RECORDS TO USE START
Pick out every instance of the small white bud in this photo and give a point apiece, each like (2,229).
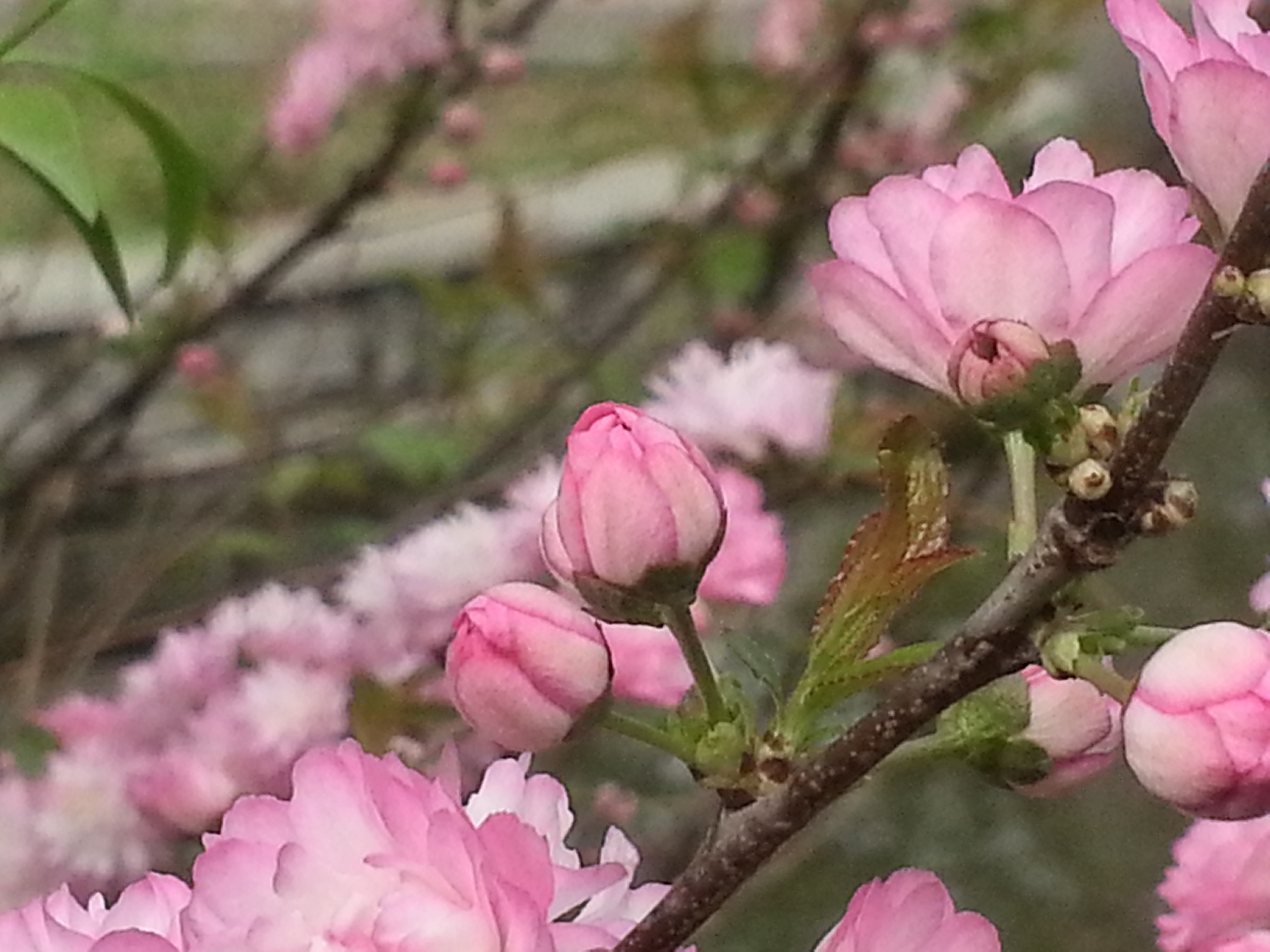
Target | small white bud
(1090,480)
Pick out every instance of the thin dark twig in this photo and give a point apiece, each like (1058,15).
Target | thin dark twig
(994,641)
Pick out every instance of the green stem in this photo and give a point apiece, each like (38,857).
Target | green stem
(679,620)
(1104,678)
(646,733)
(1023,490)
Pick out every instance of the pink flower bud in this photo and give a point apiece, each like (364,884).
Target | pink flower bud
(447,173)
(502,64)
(994,359)
(634,497)
(525,664)
(1197,730)
(463,122)
(1076,724)
(198,365)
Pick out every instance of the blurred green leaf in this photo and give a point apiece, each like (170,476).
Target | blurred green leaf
(39,129)
(30,746)
(416,457)
(23,32)
(183,173)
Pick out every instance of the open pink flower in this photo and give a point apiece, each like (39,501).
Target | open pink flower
(1197,730)
(928,268)
(1209,94)
(144,919)
(909,912)
(369,856)
(1218,888)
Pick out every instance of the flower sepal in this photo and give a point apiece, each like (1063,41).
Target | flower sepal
(1040,407)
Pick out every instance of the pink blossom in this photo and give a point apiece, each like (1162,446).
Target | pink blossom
(648,664)
(408,595)
(750,567)
(502,64)
(525,665)
(319,80)
(372,857)
(785,28)
(1209,94)
(1197,730)
(1075,724)
(909,912)
(463,121)
(357,41)
(1102,261)
(634,497)
(1218,888)
(144,919)
(447,173)
(760,399)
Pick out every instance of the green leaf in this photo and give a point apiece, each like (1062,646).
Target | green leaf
(39,129)
(23,32)
(183,173)
(30,746)
(40,133)
(893,554)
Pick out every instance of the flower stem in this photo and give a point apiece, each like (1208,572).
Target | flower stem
(679,620)
(1104,678)
(1023,490)
(646,733)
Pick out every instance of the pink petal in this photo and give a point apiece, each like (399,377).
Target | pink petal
(1220,133)
(1144,24)
(992,261)
(975,174)
(906,212)
(1138,315)
(1149,214)
(1061,160)
(855,238)
(1081,217)
(1179,760)
(879,326)
(1206,665)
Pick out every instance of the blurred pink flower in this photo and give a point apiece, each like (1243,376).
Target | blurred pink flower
(319,80)
(648,664)
(525,665)
(785,28)
(357,41)
(144,919)
(372,857)
(909,912)
(1197,730)
(1102,261)
(1209,94)
(1218,888)
(634,497)
(750,567)
(760,399)
(1076,724)
(409,593)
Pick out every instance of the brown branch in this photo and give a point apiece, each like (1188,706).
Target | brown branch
(1075,539)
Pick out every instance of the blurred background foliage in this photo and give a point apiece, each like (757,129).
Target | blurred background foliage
(502,355)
RECORDS TO USE END
INSTRUCTIONS FOR THE TASK:
Only the lines from the one bearing "Pick out every instance of the blurred pink" through the end of the entries above belong in the answer, each one exactly as given.

REPLY TO THE TASK:
Pick out every instance of the blurred pink flower in this photo and give a point apiece, each like (1243,376).
Target | blurred pink flower
(319,80)
(648,664)
(525,665)
(785,28)
(357,41)
(144,919)
(372,857)
(909,912)
(1197,730)
(1102,261)
(1209,94)
(1218,888)
(634,497)
(750,567)
(760,399)
(1076,724)
(409,593)
Pick out every instance of the brown branch in this photo and give a point apiece, each like (1188,706).
Target | brown branch
(1075,539)
Pick out every instance of the blurred background foliage in this photo and give a point apiece, each like (757,129).
Target | blurred background foliage
(502,355)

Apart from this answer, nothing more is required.